DATA →
-- start --

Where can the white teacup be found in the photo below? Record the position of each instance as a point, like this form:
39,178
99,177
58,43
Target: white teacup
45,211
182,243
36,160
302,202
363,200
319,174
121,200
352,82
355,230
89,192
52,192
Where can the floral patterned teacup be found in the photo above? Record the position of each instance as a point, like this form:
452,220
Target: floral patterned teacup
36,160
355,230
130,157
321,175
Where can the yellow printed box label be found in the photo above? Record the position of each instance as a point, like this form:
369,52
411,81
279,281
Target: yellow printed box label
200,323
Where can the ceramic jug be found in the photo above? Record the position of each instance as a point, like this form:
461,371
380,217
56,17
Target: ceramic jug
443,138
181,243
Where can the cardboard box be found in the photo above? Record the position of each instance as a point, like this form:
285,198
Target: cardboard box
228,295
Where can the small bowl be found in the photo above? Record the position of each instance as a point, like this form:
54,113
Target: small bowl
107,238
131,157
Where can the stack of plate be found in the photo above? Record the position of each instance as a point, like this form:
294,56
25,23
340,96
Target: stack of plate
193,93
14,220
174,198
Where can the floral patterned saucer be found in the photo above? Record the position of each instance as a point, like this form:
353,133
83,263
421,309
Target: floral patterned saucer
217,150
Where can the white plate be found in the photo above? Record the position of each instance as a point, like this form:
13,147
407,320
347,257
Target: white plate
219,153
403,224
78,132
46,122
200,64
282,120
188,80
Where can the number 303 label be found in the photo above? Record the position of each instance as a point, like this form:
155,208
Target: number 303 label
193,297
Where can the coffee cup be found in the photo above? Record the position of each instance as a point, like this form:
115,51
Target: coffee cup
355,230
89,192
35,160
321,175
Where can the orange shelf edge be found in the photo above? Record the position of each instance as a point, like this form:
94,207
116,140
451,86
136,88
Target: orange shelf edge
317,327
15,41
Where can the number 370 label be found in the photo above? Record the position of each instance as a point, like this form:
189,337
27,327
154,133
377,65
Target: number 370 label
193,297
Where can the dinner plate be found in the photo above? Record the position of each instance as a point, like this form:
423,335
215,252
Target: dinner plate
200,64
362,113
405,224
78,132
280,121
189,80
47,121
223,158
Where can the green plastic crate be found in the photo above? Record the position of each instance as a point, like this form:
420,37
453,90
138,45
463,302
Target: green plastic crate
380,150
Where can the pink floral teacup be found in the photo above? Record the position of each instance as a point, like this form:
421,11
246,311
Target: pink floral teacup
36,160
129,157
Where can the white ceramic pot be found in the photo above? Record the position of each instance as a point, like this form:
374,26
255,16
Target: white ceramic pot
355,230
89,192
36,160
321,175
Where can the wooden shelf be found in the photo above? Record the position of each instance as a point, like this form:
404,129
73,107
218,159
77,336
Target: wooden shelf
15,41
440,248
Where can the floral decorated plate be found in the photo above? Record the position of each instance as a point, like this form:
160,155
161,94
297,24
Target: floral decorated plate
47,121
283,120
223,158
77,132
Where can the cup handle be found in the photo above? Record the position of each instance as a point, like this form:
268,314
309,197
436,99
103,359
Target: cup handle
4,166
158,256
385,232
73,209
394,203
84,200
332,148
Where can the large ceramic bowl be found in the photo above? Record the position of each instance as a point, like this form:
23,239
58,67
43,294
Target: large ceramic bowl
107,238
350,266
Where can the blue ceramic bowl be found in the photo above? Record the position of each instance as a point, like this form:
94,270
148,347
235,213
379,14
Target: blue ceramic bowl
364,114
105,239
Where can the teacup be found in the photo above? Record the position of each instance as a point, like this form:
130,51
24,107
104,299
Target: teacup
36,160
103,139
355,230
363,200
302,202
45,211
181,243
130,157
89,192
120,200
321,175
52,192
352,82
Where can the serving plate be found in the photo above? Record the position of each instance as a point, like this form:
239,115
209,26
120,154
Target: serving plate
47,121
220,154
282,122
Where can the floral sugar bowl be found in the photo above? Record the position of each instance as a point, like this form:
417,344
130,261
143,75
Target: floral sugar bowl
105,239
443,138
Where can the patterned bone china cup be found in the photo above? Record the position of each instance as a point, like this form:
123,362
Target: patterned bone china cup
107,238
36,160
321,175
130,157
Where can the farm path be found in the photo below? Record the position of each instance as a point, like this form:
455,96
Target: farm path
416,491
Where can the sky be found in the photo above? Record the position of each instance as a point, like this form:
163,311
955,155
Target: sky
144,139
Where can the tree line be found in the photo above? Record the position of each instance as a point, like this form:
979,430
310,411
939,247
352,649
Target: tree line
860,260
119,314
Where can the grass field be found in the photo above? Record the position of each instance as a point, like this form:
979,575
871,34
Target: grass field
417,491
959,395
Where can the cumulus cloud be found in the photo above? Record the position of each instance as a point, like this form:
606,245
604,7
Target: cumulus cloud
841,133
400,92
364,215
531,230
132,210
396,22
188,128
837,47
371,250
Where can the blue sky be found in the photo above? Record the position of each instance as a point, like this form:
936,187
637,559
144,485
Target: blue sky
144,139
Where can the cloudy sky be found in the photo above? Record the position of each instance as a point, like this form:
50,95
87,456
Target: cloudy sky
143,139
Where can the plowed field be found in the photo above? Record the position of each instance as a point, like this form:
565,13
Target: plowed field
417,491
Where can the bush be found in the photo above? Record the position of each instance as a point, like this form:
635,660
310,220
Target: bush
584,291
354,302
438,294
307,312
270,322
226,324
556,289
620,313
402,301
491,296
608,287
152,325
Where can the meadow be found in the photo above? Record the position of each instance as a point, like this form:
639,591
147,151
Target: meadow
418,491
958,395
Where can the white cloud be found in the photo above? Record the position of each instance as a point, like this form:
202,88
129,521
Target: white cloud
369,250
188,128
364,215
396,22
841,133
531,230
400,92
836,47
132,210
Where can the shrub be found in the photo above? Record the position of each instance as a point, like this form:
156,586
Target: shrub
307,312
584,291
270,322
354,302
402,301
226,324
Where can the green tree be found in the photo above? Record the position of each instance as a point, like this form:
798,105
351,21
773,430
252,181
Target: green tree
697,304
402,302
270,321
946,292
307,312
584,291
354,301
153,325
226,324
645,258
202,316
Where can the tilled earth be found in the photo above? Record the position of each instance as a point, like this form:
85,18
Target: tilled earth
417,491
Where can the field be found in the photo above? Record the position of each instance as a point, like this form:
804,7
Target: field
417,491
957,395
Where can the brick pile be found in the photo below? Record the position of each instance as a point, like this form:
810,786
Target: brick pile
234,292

-- end --

PROBLEM STATEMENT → Copy the listing from the line containing "Where can the field" through its end, requests included, and lower every point coordinate in the answers by 97, leaving the sample points in the requests untouched.

TASK ANSWER →
Where can the field be found in the photo above? Record the position of each instance as a point, like this form:
804,7
Target: field
320,394
860,298
Where can the brick pile be found in the photo below? Record the position of each instance as a point, like this form:
810,786
Target: brick pile
137,195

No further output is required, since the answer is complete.